---- Supplied data

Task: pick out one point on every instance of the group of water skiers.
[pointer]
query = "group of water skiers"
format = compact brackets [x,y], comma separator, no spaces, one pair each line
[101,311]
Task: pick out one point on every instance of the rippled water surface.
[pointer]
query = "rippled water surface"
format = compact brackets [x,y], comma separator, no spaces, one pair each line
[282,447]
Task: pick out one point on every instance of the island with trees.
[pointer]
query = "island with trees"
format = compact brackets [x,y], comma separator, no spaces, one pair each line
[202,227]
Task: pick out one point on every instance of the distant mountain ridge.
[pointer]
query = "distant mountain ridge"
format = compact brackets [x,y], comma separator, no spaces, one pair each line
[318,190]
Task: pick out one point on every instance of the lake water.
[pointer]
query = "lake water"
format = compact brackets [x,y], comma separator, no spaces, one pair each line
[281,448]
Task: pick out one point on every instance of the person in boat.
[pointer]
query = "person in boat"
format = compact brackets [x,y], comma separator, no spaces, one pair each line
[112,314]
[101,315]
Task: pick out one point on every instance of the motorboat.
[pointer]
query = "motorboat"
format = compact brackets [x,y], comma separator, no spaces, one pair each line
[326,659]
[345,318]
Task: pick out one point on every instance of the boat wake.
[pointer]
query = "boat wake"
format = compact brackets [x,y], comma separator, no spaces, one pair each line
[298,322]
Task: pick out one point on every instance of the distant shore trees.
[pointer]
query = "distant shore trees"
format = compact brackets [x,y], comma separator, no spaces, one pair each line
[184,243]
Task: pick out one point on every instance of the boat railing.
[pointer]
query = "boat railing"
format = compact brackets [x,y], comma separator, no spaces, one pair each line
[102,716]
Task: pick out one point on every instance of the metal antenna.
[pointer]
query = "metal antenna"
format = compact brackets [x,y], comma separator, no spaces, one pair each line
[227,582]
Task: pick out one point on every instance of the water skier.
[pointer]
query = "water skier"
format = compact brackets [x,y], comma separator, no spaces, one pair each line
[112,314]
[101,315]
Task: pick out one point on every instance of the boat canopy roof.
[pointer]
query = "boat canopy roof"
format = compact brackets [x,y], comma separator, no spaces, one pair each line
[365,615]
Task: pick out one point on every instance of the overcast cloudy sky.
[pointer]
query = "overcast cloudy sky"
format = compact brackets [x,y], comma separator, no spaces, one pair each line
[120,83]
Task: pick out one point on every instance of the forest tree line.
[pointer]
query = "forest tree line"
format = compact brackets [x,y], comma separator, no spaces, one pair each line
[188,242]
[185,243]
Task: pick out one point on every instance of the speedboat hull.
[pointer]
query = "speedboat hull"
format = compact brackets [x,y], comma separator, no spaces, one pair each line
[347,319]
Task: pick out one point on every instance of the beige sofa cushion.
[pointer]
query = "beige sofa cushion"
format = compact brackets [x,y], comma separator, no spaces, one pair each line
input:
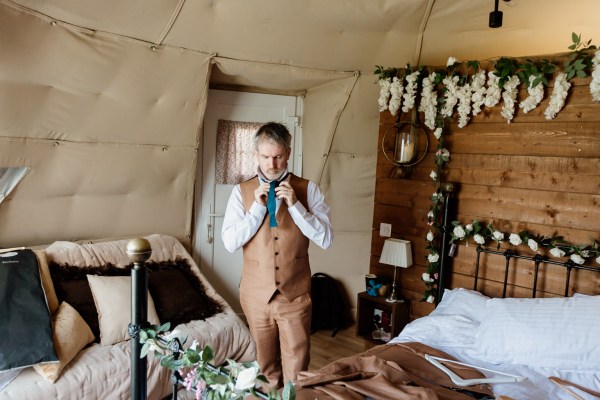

--------

**Directions:** A single number is required: the count of lines in the material above that contain the word "skiers".

**Finished task:** 2